# Extrait:
────────────────

Les propriétaires du seul café existant au chef-lieu de la commune de Zekri, dont l’obligeance désintéressée et déconcertante, n’a d’égale que sa disponibilité à répondre à nos questions, nous a précisé que 98% des jeunes de cette région, qui souffre du chômage, quittent leurs villages pour aller quérir du boulot soit à Alger soit ailleurs : Tizi Ouzou, Oran, constantine et Annaba. Car dans cette colline oubliée où seuls les éperviers tournent en rond ajoutant une note de tristesse au spectacle, déjà désolant, il n’y a pas de projets susceptibles de générer des postes d’emploi. Ceux qui ont l’heur, si heur il y a, d’être embauchés à la cantine du CEM ou à la mairie dans le cadre du filet social se font exploiter par des personnes véreuses.

Pas de projet : zéro emploi
En effet, ils font le travail des titulaires mais ne sont rémunérés qu’à 3000 DA, une salaire insignifiant. Et hormis les emplois saisonniers, surtout pendant la saison de la cueillette des olives ou des propriétaires des huileries embauchent de jeunes chômeurs, zéro emploi.
Pour toutes ces raisons, les jeunes de cette petite bourgade, qui voient leur avenir s’assombrir sans qu’aucune lueur d’espoir ne pointe à l’horizon, préfèrent prendre leur essor et fracturer les horizons pour des saisons plus hospitalières et des cieux plus cléments. En matière d’infrastructures scolaires, c’est le manque flagrant : 29 villages sans école primaire.

Sur les 32 villages que compte la commune Zekri, seuls trois, en l’occurrence Tabouda, Talbane et Tabaârourt, disposent chacun d’une école primaire. les élèves de 29 villages font le déplacement à pied dans des conditions climatiques insupportables, bravant le froid glacial connu dans cette région fortement boisée, l’APC ne disposant que d’un seul camion et un minibus, affectés au ramassage scolaire. Un seul CEM, le CEM Chaïb-Ahmed. Les professeurs qui y enseignent sont obligés de faire la navette chaque jour payant 140 DA la place. Le CEM Chaïb-Ahmed, nous déclare un enseignant visiblement fatigué, est un centre de formation pour les professeurs vacataires. Dès leur titularisation, ils se font muter tant enseigner au CEM de Zekri n’est pas une sinécure.

────────────────

# Données à analyser:
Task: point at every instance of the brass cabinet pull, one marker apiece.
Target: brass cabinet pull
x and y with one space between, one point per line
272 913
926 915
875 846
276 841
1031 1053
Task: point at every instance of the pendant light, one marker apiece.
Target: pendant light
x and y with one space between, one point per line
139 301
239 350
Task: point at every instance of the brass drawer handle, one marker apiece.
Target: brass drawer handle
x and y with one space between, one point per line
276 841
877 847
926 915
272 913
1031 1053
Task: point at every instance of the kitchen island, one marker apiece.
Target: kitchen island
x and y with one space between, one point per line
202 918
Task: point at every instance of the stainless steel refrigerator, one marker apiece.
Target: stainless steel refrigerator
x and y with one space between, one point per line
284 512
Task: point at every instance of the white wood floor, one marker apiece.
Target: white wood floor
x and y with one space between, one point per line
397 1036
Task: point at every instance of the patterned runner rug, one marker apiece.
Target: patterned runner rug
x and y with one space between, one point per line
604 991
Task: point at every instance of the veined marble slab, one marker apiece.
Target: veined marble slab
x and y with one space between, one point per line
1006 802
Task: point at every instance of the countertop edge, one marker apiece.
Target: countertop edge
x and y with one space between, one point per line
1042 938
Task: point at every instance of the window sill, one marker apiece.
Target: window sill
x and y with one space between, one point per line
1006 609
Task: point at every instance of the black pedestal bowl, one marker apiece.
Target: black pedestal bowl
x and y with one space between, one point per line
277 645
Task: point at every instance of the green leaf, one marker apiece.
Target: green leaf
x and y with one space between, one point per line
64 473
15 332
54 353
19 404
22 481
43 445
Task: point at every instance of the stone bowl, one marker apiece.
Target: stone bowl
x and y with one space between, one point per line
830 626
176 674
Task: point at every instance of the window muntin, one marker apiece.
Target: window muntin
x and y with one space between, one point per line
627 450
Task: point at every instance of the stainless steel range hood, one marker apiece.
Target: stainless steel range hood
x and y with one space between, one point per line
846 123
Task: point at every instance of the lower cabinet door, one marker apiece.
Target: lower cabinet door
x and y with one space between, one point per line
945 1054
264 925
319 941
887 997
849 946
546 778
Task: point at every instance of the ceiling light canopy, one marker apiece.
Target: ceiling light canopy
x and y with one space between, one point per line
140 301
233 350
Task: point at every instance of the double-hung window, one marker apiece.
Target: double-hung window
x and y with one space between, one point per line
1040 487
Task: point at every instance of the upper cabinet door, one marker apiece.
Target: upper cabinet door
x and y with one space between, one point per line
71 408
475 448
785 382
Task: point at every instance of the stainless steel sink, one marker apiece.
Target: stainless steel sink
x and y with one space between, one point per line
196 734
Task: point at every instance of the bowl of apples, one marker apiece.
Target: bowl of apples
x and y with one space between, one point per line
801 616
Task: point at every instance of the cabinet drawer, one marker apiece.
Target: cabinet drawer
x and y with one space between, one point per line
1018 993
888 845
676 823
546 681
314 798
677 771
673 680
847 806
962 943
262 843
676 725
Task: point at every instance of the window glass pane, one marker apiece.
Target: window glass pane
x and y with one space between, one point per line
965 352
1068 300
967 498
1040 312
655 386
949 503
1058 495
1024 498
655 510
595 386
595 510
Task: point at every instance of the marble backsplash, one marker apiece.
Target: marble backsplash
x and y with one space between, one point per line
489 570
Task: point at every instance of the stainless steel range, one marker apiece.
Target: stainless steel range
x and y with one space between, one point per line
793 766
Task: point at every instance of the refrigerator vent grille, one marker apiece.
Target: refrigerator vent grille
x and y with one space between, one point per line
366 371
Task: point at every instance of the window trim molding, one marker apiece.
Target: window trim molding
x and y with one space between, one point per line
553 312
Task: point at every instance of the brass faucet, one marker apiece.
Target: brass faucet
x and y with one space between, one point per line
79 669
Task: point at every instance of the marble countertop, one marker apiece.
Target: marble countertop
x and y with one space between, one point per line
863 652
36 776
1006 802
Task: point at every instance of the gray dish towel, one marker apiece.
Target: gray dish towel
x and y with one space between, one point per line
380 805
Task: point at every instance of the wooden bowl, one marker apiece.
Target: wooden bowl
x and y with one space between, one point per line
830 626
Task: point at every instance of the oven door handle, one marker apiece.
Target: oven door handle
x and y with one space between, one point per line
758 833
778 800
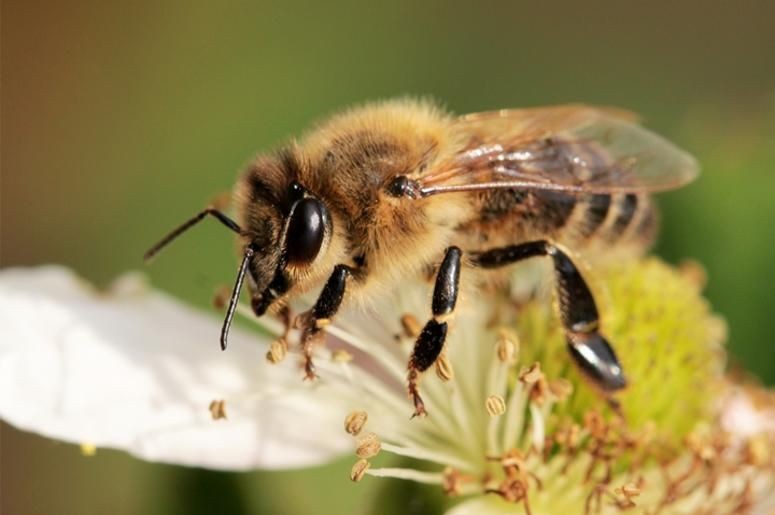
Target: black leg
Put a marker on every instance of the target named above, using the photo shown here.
(431, 340)
(589, 349)
(313, 321)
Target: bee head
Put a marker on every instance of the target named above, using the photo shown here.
(287, 229)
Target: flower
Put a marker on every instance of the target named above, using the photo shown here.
(510, 423)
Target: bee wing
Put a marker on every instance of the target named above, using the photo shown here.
(565, 148)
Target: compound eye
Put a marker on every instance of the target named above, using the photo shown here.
(305, 231)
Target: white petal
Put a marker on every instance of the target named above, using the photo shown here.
(136, 370)
(485, 505)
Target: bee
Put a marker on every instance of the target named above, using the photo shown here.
(388, 191)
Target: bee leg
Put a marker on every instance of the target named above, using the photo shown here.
(430, 342)
(578, 312)
(313, 321)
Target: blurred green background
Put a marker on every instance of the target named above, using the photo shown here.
(120, 119)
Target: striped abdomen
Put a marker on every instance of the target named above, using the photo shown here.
(585, 221)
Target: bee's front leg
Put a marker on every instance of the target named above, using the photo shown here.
(429, 344)
(313, 321)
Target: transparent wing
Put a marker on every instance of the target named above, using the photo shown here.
(565, 148)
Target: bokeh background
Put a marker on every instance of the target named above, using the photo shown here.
(120, 119)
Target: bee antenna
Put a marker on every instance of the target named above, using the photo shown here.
(235, 296)
(225, 220)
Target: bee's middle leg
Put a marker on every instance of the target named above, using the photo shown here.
(313, 321)
(430, 342)
(578, 312)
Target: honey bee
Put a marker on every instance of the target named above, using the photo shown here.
(388, 191)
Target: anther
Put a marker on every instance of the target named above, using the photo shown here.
(277, 351)
(451, 480)
(495, 405)
(444, 369)
(355, 421)
(532, 374)
(218, 409)
(359, 470)
(368, 446)
(507, 348)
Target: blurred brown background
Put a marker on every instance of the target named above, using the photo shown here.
(121, 119)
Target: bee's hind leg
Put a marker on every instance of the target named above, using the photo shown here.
(578, 312)
(430, 342)
(313, 321)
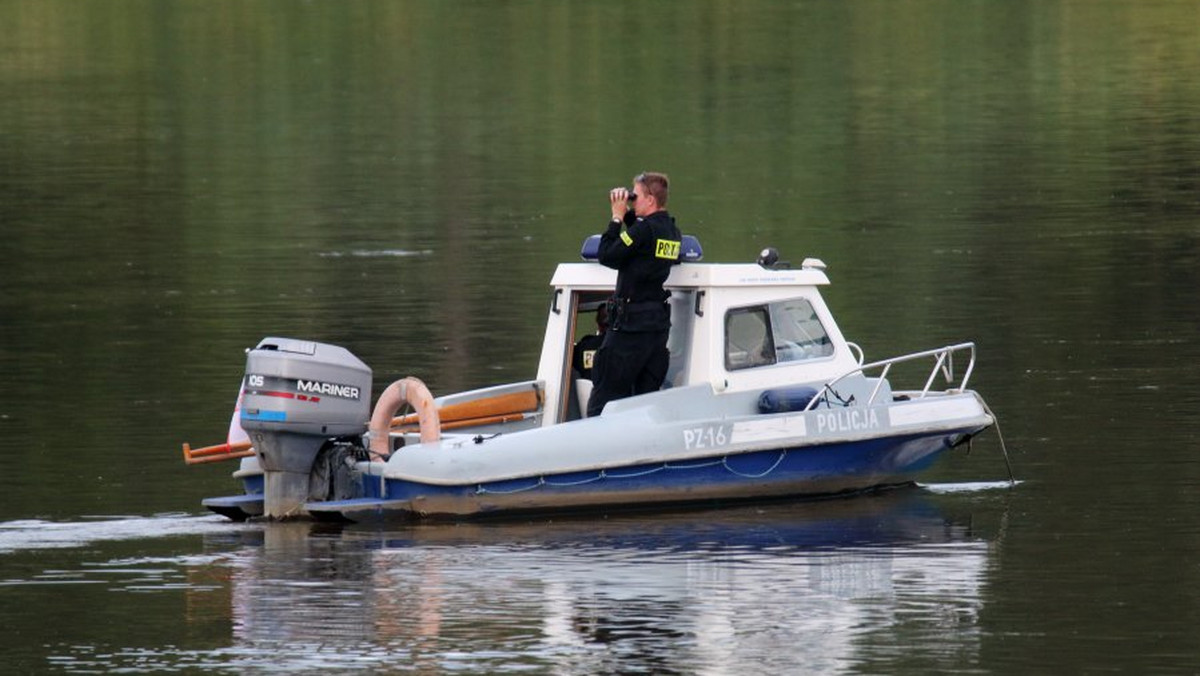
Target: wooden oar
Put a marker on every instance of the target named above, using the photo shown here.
(216, 453)
(489, 407)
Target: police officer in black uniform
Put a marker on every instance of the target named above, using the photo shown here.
(642, 244)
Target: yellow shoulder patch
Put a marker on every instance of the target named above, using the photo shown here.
(666, 249)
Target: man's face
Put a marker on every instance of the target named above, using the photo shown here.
(645, 205)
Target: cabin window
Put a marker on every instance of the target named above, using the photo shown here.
(761, 335)
(798, 331)
(748, 341)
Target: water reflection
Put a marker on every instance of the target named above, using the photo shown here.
(826, 585)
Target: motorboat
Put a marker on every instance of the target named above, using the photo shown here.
(765, 399)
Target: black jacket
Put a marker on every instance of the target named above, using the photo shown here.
(642, 257)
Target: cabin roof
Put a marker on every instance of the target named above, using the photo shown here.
(697, 275)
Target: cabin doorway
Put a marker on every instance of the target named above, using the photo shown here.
(586, 329)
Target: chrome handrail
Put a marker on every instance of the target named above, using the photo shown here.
(943, 362)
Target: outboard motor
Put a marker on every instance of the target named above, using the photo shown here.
(297, 396)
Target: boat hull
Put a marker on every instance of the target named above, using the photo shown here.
(810, 471)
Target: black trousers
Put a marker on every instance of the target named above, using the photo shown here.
(628, 364)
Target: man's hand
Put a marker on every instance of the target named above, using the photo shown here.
(619, 199)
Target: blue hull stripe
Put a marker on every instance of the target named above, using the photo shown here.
(265, 416)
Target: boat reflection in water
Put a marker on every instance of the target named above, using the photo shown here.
(772, 586)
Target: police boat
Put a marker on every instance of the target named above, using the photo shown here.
(765, 399)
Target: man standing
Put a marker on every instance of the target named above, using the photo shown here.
(641, 244)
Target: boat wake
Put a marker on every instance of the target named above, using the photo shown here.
(376, 253)
(36, 533)
(967, 486)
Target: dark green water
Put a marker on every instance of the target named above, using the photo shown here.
(179, 179)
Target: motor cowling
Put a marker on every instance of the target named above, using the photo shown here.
(297, 395)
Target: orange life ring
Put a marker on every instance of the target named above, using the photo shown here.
(406, 390)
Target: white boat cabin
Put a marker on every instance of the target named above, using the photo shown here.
(736, 327)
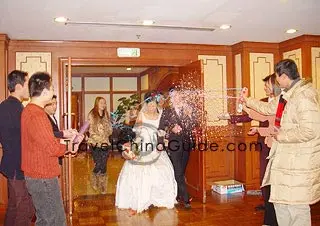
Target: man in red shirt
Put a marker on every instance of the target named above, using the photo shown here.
(40, 150)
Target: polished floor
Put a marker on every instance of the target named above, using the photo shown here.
(91, 208)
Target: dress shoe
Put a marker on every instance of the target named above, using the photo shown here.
(187, 205)
(260, 208)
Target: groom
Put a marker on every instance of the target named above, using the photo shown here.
(177, 121)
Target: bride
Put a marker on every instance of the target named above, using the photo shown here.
(147, 179)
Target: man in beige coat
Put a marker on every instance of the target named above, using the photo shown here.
(293, 170)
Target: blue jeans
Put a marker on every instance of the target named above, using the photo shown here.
(47, 199)
(20, 209)
(100, 157)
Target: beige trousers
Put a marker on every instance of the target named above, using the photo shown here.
(293, 215)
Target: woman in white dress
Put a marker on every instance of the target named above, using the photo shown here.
(147, 179)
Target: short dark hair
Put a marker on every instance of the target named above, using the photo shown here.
(288, 67)
(14, 78)
(271, 77)
(38, 82)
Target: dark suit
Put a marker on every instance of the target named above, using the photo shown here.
(179, 146)
(56, 131)
(269, 215)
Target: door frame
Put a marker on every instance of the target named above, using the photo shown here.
(65, 72)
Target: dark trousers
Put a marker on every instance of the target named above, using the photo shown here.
(270, 217)
(20, 208)
(47, 200)
(100, 156)
(179, 158)
(269, 212)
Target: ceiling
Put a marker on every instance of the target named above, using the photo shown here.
(107, 70)
(251, 20)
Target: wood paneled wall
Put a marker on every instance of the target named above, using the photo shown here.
(244, 64)
(3, 93)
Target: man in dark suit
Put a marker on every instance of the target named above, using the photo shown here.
(178, 122)
(51, 109)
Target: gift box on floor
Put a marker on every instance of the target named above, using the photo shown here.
(227, 187)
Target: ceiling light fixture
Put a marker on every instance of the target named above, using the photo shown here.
(225, 26)
(148, 22)
(291, 31)
(152, 26)
(61, 19)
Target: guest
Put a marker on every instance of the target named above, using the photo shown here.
(40, 150)
(264, 141)
(178, 121)
(99, 131)
(20, 209)
(293, 170)
(51, 109)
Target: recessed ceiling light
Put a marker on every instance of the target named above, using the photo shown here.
(61, 19)
(225, 26)
(291, 31)
(148, 22)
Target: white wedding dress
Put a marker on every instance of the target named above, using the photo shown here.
(141, 184)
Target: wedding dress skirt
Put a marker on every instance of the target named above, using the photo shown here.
(142, 185)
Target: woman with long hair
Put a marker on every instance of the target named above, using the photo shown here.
(99, 131)
(148, 178)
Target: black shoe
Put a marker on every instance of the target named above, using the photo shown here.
(187, 205)
(260, 208)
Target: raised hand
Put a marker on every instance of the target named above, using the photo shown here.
(253, 131)
(225, 116)
(69, 133)
(176, 129)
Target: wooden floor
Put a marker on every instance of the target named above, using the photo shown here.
(91, 208)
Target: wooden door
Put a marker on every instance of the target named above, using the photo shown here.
(76, 110)
(192, 79)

────────────────

# Questions:
a – Recopiez le passage de l’extrait sur la commune de Zekri qui commence à « Pour toutes ces » et se termine à « sans école primaire. ».
b – Traduisez en anglais cette phrase de l’extrait sur la commune de Zekri : « Sur les 32 villages que compte la commune Zekri, seuls trois, en l’occurrence Tabouda, Talbane et Tabaârourt, disposent chacun d’une école primaire. »

# Corrigé détaillé:
a –
Pour toutes ces raisons, les jeunes de cette petite bourgade, qui voient leur avenir s’assombrir sans qu’aucune lueur d’espoir ne pointe à l’horizon, préfèrent prendre leur essor et fracturer les horizons pour des saisons plus hospitalières et des cieux plus cléments. En matière d’infrastructures scolaires, c’est le manque flagrant : 29 villages sans école primaire.

b – Of the 32 villages in the commune of Zekri, only three, namely Tabouda, Talbane and Tabaârourt, each have a primary school.